* TASK REQUIREMENTS: Return the listing exactly as it appears, but strip out the images.

* DATASET EXCERPTS:
/---

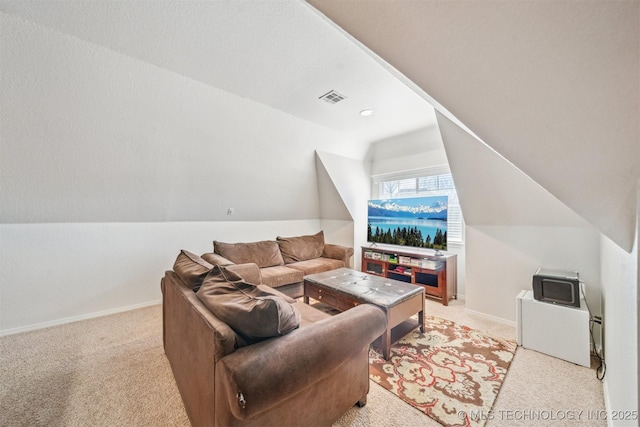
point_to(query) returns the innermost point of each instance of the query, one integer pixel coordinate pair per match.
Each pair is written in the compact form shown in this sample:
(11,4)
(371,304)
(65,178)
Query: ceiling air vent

\---

* ANSWER:
point_to(query) returns the innermost point of each instance of the query, one integer pixel coordinate pair per match.
Each pair is written in the compact form shown in this sample:
(11,4)
(371,304)
(65,178)
Query: ceiling air vent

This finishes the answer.